Copy out the data below word for word, leaving out the pictures.

⟨

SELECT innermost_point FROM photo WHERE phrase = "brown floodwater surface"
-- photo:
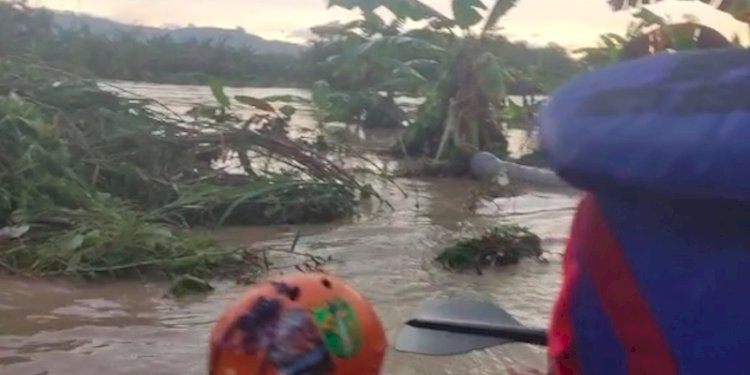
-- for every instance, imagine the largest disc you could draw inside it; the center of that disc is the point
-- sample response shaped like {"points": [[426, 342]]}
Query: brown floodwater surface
{"points": [[59, 327], [56, 327]]}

⟩

### [Output for this task]
SELECT innermost_point FROM photo WHERE phrase = "brown floodwater surface"
-- photo:
-- for every instance, imagine the largest disc you could draw inside it; the center of that disc is the point
-- sample response shaped like {"points": [[426, 342]]}
Query: brown floodwater surface
{"points": [[59, 327], [56, 327]]}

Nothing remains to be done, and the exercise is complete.